» Task 1
Reproduce the passage on term and permanent life insurance from "But not all" to "not that efficient.".
» Task 2
Continue the passage on term and permanent life insurance from the point where it stops.
** Opening Selected excerpt block **
People buy insurance for different reasons, and it’s pretty important that you have the type of coverage that is consistent with your needs.

Term insurance is best used for temporary needs. The most common applications would be to provide funds in the event of a premature death for things like paying off a mortgage or to raise dependent children.

Generally speaking, mortgages will naturally get paid down over time, and kids will eventually grow up and become independent. So if you are only thinking about needing insurance to cover mortgages and kids, you don’t necessarily need a policy to last forever. Term insurance works great for these situations.

The good news is that the low interest rates don’t really affect the pricing of term insurance so much. In fact, term insurance rates have continued to decline with increases in longevity.

But not all insurance needs are temporary. If you are looking to do some estate planning with insurance, you are going to need an insurance policy that will last your lifetime.

There is a well-known phrase in the insurance world. “Buy term and invest the difference.” Frankly, folks, that phrase is nonsense. The problem with the expression “Buy term and invest the difference” is that the math doesn’t work.

Here’s what you need to replace it with. “Buy term if your needs are temporary. Buy permanent if your needs are permanent.” Trying to cover permanent needs by buying term and investing the difference is like trying to bail out a leaky boat with a soup strainer. It’s just not that efficient.

And there are lots and lots of needs that are permanent in nature; including, but not limited to, creating a legacy, the tax efficient transfer of money to the next generation, paying the capital gains tax bill on a rental property, paying the tax bill on your RRIF, and caring for a permanently disabled family member. These are just some of the examples of needs that do not decline over time.

You can even use life insurance to make your charitable donations. I have a number of clients who make sizable charitable donations each year, and I don’t want them to stop doing that.

But what I am encouraging them to do is to complement their spontaneous donations with some planned giving. Here’s a simple example. Currently some of my clients are giving hundreds, even thousands of dollars each month to charity.
** Closing Selected excerpt block **
** Opening Given information block **
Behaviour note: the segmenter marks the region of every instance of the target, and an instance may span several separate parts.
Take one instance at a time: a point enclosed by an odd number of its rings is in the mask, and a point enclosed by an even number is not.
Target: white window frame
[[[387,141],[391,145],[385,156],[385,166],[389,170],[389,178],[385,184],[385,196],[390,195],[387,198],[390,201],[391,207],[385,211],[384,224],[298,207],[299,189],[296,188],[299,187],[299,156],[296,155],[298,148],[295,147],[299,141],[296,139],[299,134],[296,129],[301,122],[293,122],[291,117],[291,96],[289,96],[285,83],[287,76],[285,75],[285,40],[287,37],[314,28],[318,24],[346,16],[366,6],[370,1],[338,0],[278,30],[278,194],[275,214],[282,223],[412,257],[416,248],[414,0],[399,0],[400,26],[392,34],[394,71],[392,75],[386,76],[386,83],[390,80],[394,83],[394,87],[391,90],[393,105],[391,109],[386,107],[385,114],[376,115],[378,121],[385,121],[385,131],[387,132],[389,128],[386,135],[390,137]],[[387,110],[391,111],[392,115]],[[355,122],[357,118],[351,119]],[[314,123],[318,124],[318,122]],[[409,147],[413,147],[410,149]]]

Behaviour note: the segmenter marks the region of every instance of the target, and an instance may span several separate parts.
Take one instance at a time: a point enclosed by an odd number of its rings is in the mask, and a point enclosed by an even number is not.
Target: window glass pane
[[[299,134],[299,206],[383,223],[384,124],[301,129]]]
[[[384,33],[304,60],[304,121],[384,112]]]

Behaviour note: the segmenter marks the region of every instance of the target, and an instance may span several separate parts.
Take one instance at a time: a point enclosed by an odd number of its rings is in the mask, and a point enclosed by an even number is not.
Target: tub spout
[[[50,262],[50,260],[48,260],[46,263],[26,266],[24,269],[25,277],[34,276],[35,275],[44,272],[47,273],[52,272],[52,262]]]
** Closing Given information block **
» Your response 1
But not all insurance needs are temporary. If you are looking to do some estate planning with insurance, you are going to need an insurance policy that will last your lifetime.

There is a well-known phrase in the insurance world. “Buy term and invest the difference.” Frankly, folks, that phrase is nonsense. The problem with the expression “Buy term and invest the difference” is that the math doesn’t work.

Here’s what you need to replace it with. “Buy term if your needs are temporary. Buy permanent if your needs are permanent.” Trying to cover permanent needs by buying term and investing the difference is like trying to bail out a leaky boat with a soup strainer. It’s just not that efficient.

» Your response 2
            Let’s say that they continue as before, and donate $10,000 per year to their favourite charities. Over 25 years, that’s $250,000 that they will donate. Alternatively, if they were to channel that $10,000 through a life insurance policy, they will be able to magnify the size of their donation, and be able to give more than $500,000 tax free to these same charities. Try doing that with a term policy. It ain’t going to happen.

            These clients are supporting charities like The Canadian Cancer Society and World Vision. Do you think that charities like these could use, and will appreciate, the extra $250,000 that comes from planned giving? Of course they can and will.

These low interest rates have a much bigger impact on the pricing of permanent insurance products. The main reason for this is that permanent insurance usually has a few more features to it than simple term insurance, and one of those features can be an investment component. From the insurance company’s perspective, it’s the investment of those life insurance premiums in this low-interest rate environment that has them re-thinking their life insurance product shelf.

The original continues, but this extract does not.